» **Problem description**:
Below are records; copy exactly the line containing "Task: set a dot on every instance of the human" and every line after it, through the last.

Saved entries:
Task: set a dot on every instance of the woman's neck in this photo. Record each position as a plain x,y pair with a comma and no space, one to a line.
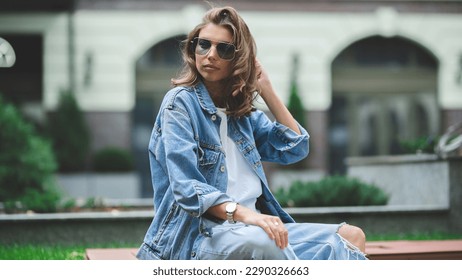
217,91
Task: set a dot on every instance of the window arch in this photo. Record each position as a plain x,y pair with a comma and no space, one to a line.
383,92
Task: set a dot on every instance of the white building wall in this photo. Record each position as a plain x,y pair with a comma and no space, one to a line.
116,39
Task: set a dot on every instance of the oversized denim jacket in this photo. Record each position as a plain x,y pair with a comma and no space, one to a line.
189,172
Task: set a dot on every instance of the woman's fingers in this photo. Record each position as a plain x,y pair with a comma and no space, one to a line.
277,232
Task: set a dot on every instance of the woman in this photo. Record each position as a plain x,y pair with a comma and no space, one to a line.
211,195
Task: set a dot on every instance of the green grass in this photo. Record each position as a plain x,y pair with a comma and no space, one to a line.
77,252
51,252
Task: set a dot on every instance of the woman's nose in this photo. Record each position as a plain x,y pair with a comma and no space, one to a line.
213,52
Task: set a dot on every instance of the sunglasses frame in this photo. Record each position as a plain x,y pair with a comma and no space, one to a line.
195,41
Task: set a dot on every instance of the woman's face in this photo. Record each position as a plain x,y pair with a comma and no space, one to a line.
211,67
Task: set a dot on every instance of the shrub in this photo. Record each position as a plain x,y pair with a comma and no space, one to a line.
70,135
419,145
112,159
331,191
27,163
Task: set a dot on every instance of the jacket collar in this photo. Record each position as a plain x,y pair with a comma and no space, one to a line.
204,98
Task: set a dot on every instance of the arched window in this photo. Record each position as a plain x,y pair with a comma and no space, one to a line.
383,92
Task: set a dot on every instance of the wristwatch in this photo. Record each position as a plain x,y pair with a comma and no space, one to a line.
230,209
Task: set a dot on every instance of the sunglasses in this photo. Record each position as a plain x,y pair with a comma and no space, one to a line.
225,51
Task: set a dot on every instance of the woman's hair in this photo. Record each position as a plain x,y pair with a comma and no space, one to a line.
243,80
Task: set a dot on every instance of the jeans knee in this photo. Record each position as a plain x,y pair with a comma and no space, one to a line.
354,235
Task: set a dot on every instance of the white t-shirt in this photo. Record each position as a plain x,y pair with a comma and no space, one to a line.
244,186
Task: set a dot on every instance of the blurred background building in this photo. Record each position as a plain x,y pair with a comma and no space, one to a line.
370,73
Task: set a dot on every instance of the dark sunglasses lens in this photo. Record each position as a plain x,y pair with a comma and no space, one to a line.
203,46
226,51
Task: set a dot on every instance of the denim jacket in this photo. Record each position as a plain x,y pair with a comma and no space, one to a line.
189,173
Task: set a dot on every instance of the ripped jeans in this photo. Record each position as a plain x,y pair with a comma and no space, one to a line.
307,241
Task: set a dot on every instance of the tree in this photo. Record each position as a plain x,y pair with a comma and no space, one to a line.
70,135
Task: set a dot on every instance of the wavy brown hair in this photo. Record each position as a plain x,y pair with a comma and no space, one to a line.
242,84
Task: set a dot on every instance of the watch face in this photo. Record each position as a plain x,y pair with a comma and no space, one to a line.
231,207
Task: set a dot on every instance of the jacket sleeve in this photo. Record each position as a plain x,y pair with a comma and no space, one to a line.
278,143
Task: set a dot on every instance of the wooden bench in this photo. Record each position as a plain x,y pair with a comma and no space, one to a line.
377,250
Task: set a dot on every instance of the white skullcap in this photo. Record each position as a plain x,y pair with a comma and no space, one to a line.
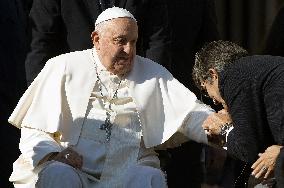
113,12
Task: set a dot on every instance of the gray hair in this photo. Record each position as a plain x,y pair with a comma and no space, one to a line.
215,55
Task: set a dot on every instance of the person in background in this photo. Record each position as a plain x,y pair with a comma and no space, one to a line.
192,24
13,45
251,89
103,120
274,44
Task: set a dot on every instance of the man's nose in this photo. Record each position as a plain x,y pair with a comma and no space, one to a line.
128,48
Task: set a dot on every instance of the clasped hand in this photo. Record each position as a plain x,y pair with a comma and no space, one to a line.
71,157
213,127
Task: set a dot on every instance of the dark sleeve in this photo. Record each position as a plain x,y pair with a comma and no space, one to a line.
242,139
275,40
48,35
155,32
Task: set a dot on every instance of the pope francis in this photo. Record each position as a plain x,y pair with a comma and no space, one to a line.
92,118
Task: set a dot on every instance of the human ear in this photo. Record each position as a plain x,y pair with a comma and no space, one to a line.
214,74
95,37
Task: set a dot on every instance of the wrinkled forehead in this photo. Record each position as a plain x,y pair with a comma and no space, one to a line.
119,26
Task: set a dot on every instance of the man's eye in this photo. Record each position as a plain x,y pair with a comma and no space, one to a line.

» **Response to the exercise**:
Task: set a dot on every instance of the human ear in this photo. Record each position as a plain x,y pair with a comma and no space, one to a line.
214,74
95,37
Task: set a dot on every instance of the wrinkled forehead in this photo. Record each position as a plain x,y pair with a comma and no space, one to a line.
119,26
Task: set a dot on every instance of the man's eye in this photo. Record each position as a plain x,y pair with a comma and no space, one to a line.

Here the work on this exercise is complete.